→ **What you will do**: Condense the paragraph of the Binche Carnaval post that begins "So, since the 14th century" into a short bulleted list that keeps its main facts.

── Supplied passage

Tuesday, February 16, 2010

Carnaval in Binche, Belgium



Okay, so sometimes I like to wait a while before I post. Not this time because what I'm going to share here was an adventure and the hassle was worth it for what I saw in Binche, Belgium to celebrate Mardi Gras.

So, since the 14th century, the small Walloon town of Binche has had a unique Carnaval celebration. In 2003 it was named a "Masterpiece of the Oral and Intangible Heritage of Humanity" by UNESCO. Not known for much else, Binche does Carnaval right and takes it very seriously. Starting at 4am or so, the Gilles -- about 1,000 or so men and boys -- begin to rouse their fellow Gilles and the town by marching around, banging drums, waving straw, ringing bells, and stomping their wooden shoes. They also start drinking around 6am.

In the morning there is a parade from the train station to the center of town -- the City Hall -- where all the Gilles wear their costume and masks that represent the sameness of everyone before God. (This is in part a religious and harvest celebration.) Once they reach the center of the city they take off their masks and mill around until 3:30pm.

At 3:30pm the parade begins. The Gilles put on these huge ostrich feather plumed hats, carry baskets full of blood oranges, and throw them into -- and at-- the crowd. The older kids, of course, throw them really hard, so many stores and homes put metal grates over their windows to protect the glass. The oranges represent wealth (gold) and are signs of good luck and prosperity for the coming spring. You *never* throw an orange back. The Gilles get testy. (And, they are carrying bundles of straw with which the could, if they wanted to channel "Black Pete" from St. Nicholas' Day, beat a person with.)

────
── Data to examine

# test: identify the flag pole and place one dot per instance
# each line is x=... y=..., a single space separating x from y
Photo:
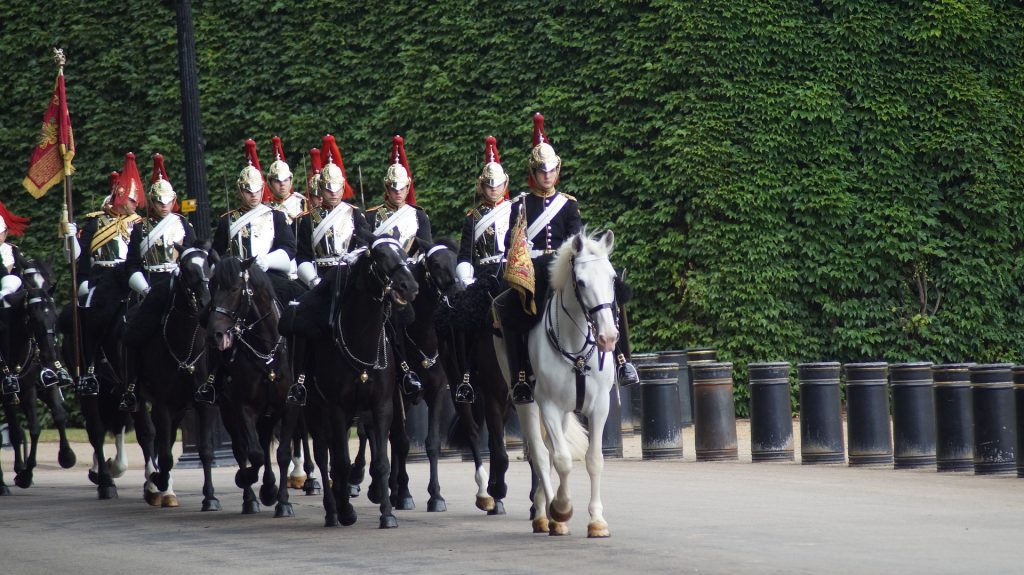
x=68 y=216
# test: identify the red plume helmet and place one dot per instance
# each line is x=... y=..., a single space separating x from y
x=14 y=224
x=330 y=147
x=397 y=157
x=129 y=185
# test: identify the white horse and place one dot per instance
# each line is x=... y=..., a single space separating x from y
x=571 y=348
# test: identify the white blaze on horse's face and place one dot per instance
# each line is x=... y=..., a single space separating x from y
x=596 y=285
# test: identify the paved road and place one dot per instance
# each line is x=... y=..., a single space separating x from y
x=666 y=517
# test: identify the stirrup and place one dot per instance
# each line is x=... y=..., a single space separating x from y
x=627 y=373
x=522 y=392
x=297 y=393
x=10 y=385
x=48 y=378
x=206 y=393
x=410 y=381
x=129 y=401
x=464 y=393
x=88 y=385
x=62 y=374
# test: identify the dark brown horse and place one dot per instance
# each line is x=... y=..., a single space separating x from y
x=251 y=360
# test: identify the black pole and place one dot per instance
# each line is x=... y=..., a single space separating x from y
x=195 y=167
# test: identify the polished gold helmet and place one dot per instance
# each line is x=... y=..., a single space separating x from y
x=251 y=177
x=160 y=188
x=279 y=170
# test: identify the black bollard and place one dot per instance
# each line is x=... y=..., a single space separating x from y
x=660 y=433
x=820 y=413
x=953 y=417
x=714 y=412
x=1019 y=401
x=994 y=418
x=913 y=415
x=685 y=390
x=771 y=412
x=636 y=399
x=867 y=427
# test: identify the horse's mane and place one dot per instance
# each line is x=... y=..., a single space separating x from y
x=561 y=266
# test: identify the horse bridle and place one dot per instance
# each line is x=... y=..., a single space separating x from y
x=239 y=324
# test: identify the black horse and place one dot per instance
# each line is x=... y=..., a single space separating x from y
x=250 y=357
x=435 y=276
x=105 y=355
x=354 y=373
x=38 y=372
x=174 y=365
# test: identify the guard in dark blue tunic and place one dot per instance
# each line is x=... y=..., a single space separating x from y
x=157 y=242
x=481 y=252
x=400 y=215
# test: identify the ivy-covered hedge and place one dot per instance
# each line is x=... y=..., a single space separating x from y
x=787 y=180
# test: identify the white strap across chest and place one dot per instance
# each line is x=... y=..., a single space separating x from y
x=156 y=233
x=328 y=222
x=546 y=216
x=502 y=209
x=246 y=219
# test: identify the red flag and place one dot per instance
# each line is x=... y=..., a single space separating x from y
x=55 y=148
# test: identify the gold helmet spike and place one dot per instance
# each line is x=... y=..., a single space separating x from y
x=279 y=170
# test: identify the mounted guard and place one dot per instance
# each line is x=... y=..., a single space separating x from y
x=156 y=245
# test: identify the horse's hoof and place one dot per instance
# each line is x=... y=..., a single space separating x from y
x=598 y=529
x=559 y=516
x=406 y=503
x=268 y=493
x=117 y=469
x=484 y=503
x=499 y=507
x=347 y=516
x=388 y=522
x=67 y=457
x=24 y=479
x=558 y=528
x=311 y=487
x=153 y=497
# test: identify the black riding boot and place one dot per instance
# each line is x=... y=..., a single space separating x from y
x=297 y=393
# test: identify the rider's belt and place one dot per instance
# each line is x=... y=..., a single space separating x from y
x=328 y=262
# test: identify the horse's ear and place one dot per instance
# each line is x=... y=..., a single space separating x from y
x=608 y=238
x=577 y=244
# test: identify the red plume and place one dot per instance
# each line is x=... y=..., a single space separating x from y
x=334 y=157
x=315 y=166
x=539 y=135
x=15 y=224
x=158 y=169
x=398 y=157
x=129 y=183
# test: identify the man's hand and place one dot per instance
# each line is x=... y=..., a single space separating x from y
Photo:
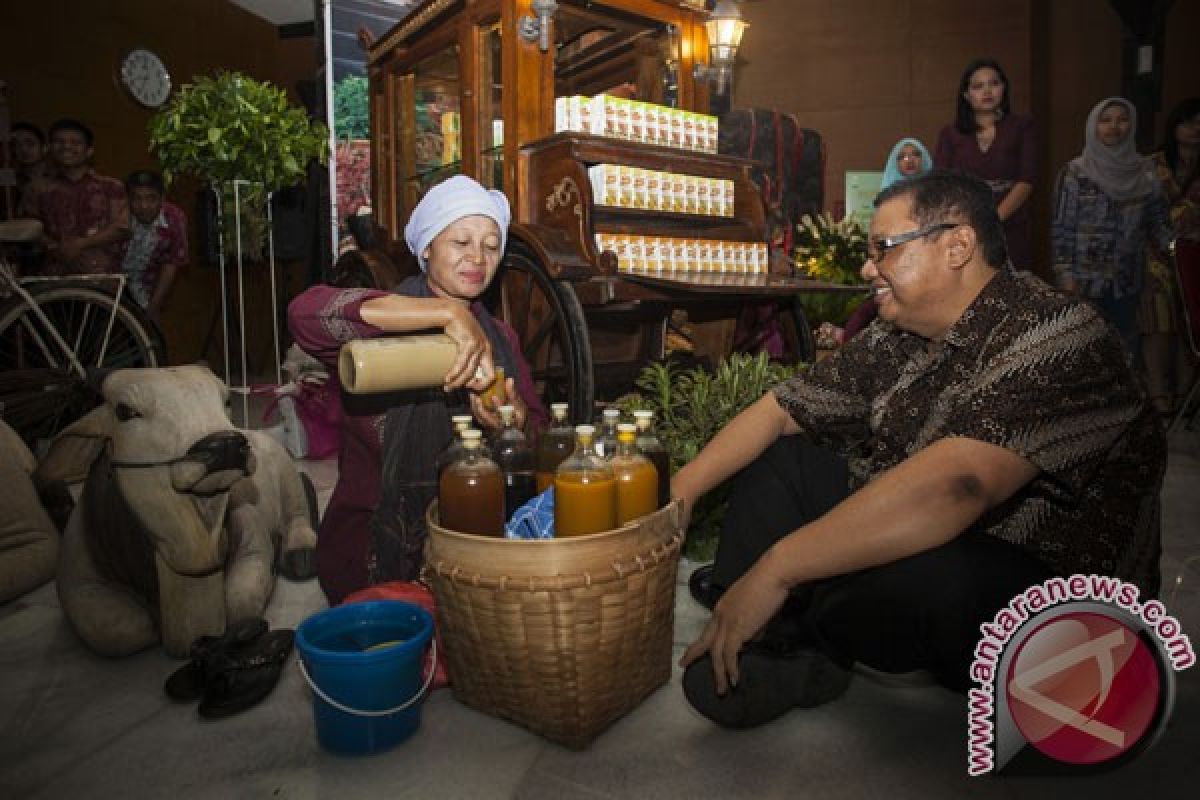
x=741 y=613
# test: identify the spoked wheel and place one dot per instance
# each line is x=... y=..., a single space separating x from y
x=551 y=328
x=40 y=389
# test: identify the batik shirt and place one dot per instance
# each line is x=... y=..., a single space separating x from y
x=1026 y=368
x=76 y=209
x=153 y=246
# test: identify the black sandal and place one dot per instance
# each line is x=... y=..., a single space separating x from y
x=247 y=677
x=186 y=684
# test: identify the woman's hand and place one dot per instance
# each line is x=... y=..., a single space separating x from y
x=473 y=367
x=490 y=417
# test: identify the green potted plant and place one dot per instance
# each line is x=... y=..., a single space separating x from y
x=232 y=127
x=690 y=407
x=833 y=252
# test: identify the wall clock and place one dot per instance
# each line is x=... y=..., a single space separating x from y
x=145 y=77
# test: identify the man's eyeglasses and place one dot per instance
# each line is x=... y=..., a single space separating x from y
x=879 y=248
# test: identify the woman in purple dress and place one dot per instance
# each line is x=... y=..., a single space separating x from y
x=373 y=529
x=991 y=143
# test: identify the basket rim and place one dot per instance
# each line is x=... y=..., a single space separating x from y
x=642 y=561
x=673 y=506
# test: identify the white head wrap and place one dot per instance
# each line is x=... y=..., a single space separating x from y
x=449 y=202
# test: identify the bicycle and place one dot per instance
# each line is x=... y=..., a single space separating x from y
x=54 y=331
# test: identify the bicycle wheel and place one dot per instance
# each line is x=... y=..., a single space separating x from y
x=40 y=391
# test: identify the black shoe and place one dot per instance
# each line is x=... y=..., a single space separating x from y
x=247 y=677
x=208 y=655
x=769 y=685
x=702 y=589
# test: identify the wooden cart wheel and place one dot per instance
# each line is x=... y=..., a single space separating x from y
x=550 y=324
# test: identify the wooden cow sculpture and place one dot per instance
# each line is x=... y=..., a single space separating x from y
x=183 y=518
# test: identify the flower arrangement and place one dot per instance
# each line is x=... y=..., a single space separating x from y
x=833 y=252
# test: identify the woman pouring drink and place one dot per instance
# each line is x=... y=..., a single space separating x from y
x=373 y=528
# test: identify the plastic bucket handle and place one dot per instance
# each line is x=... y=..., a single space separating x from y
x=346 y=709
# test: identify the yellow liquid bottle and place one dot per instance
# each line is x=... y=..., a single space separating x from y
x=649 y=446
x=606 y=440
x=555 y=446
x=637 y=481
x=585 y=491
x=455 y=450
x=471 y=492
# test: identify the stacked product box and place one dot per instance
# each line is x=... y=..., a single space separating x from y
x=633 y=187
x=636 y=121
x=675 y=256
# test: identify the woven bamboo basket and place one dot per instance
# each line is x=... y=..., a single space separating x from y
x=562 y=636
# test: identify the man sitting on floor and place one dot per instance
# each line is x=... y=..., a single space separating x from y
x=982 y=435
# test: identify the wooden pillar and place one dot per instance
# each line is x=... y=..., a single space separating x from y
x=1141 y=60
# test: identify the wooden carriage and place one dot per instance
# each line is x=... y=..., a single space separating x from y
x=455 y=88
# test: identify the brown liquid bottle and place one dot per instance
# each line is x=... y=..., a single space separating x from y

────

→ **Answer box**:
- Binche, a small Walloon town, has held a distinctive Carnaval since the 14th century.
- In 2003 UNESCO named it a "Masterpiece of the Oral and Intangible Heritage of Humanity."
- The town is known for little else but takes Carnaval very seriously.
- From about 4am, the Gilles (roughly 1,000 men and boys) wake the other Gilles and the town by marching, drumming, waving straw, ringing bells and stomping in wooden shoes.
- They begin drinking around 6am.